■ Document extract
::::::

Thursday, June 19, 2008

Asleep at the wheel

So I'm going to counseling. I've been in a self-destructive suicidal spiral for about half a year now, ever since my grandmother died last Christmas. Not many of you know about my grandmother. I didn't really want to talk about it. I couldn't talk about it.

She was a headstrong argumentative bible thumper. But I loved her. She loved me too. Wasn't pleased with any of the choices I've made as an adult, and would explain in detail exactly what I was doing incorrectly. Last thing she told me before dying, was that I was fat. This I already knew, but thanks for the wisdom Grandma.

Life fell apart long before then for me though. I've been angry and bitter for as long as I can remember. Forced feelings toward my family, friends, co-workers, etc. I hated everyone and everything. Mostly myself. Especially myself.

I have so much that I want to say and apologize for, that I hardly know where to begin.

Let's start with the apologies.

I am sorry for my lack of respect towards my friends. I haven't treated any of you nicely, and it's been like this for too long now. I skipped Crystal's birthday party, even after I said I would come, because I was afraid. Not afraid of seeing my friends and having a good time, but afraid that I wouldn't meet their expectations of me. A fear of rejection by the very same people that I had already rejected. Crowds of people terrify me now. They might have always, which would explain my constant drinking. Liquid courage perhaps. Loss of brain cells, that could have been used to figure out the right thing to do.

I have missed and been absent from so many gatherings, I don't answer the phone because I don't want to be yelled at or cursed at. So instead of talking to me, people talk to Leslie. That tells me that I've failed in so many respects. You shouldn't have to talk to my girlfriend just to find out what's wrong with me. Fuck, I need everyone's support, just like you need me to be who I was. If you want to talk, call me or email me.

There was a time when I was a good friend. That too was so long ago, that I've forgotten how to be that person.

::::::

■ Exercise instructions
Translate this sentence from the blog post into Spanish: "I have so much that I want to say and apologize for, that I hardly know where to begin."

::::::

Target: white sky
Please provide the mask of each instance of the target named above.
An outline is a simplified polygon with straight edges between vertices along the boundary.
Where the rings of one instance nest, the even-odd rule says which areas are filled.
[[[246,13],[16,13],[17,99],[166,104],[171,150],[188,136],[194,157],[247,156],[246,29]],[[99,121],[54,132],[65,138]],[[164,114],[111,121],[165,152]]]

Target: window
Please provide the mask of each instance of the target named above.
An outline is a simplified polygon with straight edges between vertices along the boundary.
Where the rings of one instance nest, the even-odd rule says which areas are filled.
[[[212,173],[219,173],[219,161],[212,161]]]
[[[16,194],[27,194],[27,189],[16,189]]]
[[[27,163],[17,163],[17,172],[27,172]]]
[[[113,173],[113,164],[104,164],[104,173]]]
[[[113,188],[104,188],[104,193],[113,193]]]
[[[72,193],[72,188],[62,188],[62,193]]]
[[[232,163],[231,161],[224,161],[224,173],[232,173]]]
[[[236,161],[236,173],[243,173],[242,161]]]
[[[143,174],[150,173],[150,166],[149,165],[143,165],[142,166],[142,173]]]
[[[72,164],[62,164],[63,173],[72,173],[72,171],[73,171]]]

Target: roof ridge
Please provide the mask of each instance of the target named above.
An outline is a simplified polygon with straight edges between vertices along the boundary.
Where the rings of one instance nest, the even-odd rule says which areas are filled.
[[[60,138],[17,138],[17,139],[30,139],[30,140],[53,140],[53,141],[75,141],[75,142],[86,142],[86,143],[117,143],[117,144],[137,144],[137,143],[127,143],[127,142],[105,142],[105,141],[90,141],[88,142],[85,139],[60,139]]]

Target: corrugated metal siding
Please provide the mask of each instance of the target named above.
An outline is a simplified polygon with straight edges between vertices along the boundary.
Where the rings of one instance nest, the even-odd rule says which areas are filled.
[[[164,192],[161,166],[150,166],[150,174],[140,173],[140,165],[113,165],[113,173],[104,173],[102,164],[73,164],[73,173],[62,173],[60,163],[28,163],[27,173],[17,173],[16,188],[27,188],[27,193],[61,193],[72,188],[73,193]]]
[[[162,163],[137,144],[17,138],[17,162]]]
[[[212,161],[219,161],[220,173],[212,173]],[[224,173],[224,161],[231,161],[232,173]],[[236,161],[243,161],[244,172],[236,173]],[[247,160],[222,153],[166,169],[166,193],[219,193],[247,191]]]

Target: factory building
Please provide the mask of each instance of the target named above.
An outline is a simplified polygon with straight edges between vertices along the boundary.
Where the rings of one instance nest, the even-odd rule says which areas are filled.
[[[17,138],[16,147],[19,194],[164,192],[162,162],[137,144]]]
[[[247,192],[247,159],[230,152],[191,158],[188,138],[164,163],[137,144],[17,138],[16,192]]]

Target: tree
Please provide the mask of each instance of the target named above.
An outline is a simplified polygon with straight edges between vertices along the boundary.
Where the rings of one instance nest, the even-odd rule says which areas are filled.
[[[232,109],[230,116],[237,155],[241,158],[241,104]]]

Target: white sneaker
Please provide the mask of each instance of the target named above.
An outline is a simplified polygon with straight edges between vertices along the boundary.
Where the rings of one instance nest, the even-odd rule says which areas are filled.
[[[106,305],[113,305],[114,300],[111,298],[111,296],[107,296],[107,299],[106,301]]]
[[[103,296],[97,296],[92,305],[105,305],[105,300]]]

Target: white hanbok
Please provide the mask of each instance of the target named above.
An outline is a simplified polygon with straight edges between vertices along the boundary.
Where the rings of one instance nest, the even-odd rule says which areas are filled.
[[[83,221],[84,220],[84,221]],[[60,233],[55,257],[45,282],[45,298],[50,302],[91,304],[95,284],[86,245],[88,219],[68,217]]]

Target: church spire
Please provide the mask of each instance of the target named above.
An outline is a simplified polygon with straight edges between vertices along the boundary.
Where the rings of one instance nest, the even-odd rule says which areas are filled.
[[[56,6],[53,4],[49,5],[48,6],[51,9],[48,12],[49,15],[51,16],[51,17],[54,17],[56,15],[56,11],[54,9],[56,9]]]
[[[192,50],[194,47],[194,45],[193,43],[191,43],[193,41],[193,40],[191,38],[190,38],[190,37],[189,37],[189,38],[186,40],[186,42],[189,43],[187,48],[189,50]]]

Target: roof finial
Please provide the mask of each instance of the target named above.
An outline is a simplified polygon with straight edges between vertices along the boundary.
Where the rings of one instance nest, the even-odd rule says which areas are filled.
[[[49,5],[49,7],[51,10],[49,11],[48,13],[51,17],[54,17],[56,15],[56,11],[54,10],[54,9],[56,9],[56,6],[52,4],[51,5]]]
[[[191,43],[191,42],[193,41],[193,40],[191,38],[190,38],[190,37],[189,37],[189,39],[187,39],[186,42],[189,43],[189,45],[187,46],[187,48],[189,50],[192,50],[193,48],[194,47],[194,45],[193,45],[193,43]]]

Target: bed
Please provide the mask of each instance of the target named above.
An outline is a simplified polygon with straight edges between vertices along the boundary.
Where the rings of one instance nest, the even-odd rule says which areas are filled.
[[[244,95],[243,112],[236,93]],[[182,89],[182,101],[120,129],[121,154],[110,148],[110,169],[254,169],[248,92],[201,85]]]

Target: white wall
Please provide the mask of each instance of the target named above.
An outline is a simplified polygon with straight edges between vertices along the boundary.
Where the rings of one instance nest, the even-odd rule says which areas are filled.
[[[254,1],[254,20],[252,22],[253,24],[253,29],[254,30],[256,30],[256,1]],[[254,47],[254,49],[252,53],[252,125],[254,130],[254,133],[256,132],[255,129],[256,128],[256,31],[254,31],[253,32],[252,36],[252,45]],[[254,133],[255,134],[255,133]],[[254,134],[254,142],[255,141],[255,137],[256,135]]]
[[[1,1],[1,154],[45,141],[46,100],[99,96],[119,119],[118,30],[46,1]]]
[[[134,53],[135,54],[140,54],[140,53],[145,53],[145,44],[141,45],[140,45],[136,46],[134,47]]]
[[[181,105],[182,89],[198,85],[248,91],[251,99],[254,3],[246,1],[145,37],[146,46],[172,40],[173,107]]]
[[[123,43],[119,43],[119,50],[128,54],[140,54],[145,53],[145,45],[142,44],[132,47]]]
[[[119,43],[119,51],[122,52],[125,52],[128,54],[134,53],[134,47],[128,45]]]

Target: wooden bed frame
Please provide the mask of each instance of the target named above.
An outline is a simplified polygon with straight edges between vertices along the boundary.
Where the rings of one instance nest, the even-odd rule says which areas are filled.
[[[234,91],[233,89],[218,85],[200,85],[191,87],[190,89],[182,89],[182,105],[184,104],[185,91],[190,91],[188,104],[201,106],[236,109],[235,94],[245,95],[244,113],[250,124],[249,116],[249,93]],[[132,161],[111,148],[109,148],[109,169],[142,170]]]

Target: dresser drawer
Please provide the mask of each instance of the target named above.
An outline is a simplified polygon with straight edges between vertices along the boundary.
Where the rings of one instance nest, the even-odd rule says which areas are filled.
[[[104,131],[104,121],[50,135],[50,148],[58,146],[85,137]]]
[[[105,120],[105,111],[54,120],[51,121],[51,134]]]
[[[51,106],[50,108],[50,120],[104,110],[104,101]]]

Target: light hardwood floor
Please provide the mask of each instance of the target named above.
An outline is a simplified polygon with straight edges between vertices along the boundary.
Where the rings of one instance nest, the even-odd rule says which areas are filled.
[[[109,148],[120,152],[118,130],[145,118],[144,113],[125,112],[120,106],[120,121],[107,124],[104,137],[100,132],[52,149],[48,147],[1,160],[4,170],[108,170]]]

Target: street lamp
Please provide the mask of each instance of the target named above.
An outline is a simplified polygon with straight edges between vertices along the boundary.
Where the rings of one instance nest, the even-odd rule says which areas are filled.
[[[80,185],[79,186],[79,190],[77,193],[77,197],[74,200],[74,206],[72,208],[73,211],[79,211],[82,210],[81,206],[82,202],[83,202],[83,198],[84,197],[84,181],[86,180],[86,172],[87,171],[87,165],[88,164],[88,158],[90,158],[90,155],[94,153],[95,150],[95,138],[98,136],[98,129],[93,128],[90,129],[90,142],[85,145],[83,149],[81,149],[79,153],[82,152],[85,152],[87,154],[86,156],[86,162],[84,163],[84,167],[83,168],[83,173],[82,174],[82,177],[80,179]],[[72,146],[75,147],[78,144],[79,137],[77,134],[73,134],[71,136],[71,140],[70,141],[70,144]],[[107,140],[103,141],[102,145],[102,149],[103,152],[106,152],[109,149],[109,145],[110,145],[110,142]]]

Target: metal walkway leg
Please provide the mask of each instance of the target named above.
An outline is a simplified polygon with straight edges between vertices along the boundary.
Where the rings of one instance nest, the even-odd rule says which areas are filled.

::::::

■ Result of this exercise
Tengo tantas cosas que quiero decir y por las que quiero pedir perdón, que apenas sé por dónde empezar.